**Exercise directions:** Please rewrite the records starting with the line that contains "the black and" and going on through the end of the records, swapping "planogram checker" for "shelf auditor" and leaving everything else unchanged.

(Extracted records)
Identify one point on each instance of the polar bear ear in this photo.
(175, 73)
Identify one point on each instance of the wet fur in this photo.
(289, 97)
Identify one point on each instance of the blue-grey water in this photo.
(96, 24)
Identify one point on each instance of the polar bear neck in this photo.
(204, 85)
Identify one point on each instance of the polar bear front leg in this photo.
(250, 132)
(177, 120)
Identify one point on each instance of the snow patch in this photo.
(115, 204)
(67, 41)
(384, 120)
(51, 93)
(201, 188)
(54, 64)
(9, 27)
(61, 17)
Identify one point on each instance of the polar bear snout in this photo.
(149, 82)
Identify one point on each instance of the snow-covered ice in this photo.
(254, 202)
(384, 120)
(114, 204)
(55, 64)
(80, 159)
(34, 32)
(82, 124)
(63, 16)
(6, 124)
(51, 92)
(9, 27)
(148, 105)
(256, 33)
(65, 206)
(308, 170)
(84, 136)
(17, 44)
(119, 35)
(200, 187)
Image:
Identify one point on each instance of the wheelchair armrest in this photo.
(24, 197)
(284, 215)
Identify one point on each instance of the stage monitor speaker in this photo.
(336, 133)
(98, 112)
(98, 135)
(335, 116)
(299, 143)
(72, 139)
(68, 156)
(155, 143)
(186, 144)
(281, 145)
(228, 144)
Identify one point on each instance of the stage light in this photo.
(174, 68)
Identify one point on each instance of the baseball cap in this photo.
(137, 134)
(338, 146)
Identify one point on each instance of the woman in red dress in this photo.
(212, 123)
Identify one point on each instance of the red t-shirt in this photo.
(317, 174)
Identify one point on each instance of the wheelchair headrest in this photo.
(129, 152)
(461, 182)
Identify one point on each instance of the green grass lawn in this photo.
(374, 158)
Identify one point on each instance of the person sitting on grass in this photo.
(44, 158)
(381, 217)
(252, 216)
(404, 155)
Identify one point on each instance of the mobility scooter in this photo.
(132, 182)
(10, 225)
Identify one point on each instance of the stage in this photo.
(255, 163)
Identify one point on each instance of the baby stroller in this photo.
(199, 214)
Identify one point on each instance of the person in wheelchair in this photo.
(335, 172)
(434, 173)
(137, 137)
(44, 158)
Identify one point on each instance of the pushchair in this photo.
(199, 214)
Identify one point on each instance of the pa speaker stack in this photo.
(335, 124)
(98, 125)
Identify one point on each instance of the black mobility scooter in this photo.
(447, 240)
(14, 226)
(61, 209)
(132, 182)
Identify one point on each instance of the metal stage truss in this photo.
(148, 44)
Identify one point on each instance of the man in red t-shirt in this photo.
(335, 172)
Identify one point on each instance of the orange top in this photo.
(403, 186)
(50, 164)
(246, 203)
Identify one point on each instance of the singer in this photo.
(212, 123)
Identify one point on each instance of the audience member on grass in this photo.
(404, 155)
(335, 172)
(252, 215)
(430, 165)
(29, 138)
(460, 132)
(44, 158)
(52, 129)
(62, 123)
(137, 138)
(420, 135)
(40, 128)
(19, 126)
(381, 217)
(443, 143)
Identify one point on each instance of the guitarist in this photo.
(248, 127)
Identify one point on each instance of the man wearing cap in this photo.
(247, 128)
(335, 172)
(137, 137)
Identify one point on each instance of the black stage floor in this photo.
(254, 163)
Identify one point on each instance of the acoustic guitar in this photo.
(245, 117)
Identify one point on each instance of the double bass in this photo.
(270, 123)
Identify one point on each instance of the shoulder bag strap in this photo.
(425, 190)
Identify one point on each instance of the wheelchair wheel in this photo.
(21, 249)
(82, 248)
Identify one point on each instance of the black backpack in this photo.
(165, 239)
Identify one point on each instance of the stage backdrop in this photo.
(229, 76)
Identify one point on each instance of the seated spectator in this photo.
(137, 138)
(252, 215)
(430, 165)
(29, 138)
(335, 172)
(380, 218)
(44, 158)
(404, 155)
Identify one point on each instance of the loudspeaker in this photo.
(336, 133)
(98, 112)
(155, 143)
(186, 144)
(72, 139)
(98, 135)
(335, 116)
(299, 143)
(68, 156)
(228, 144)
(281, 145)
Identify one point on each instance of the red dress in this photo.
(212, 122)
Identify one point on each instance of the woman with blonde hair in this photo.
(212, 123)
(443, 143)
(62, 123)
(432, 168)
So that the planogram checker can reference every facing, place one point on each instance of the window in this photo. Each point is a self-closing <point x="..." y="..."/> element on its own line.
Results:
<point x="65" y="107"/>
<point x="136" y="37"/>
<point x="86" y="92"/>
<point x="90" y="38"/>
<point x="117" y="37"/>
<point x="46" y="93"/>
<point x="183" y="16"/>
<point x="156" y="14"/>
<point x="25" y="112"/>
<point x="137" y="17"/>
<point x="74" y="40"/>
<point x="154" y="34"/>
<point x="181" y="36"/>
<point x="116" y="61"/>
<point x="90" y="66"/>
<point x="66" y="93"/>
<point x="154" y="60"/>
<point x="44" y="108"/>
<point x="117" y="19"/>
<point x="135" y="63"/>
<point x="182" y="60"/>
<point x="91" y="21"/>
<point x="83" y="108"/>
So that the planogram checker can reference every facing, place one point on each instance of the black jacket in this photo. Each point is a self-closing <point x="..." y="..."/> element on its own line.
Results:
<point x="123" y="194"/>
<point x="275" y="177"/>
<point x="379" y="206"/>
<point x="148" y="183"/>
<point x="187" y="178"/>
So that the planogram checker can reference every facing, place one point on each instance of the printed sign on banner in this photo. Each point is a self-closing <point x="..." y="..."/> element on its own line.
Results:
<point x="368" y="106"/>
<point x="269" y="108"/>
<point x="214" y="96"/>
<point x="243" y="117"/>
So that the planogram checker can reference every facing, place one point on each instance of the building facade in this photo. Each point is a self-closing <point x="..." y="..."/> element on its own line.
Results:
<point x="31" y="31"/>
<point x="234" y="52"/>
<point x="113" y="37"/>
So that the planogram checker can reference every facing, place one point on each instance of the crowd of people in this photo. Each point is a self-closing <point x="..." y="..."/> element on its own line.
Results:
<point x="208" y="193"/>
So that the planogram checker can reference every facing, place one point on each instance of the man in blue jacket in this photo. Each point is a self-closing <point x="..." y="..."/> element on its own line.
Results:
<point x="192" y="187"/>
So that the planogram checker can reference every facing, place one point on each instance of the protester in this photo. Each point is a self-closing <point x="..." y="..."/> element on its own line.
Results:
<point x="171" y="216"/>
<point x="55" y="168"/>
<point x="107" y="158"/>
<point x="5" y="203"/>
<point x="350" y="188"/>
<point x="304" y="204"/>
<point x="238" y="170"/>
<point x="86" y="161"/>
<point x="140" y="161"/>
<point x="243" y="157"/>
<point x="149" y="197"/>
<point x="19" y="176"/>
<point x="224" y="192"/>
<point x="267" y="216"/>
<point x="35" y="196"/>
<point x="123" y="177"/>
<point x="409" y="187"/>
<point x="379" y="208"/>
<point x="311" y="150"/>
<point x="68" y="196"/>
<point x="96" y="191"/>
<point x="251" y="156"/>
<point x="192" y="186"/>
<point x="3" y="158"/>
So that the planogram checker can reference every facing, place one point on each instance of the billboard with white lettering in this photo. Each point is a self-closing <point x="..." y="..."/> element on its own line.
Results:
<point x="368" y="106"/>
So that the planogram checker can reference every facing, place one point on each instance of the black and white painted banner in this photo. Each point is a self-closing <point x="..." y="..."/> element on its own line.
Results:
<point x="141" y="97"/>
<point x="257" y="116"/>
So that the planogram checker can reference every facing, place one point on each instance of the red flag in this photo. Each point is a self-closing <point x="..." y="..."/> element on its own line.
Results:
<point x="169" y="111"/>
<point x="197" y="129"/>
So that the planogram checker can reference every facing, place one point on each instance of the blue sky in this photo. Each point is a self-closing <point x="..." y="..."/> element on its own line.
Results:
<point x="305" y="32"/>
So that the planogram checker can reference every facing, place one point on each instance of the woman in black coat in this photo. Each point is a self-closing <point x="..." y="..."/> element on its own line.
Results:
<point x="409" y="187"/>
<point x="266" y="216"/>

**Exercise answer:**
So that the shelf auditor can reference every facing, place one point on each instance of the black and white painted banner in this photo. Each point is a self-closing <point x="..." y="..."/> element on its own line.
Results:
<point x="141" y="97"/>
<point x="257" y="116"/>
So that the shelf auditor can reference every facing, place one point on each instance of the red flag in this photo. Each point is a self-closing <point x="..." y="..."/> element on its own line.
Results:
<point x="169" y="111"/>
<point x="197" y="129"/>
So that the shelf auditor can reference every facing, place one point on each instance of the blue sky in this photo. Each point is a self-closing <point x="..." y="..."/> element on its own line.
Results:
<point x="305" y="32"/>
So that the shelf auditor can reference every facing, place one point on each instance of the woman in black coat in this photo. Each point is a self-closing <point x="..." y="..."/> element on its own line.
Results:
<point x="409" y="187"/>
<point x="266" y="216"/>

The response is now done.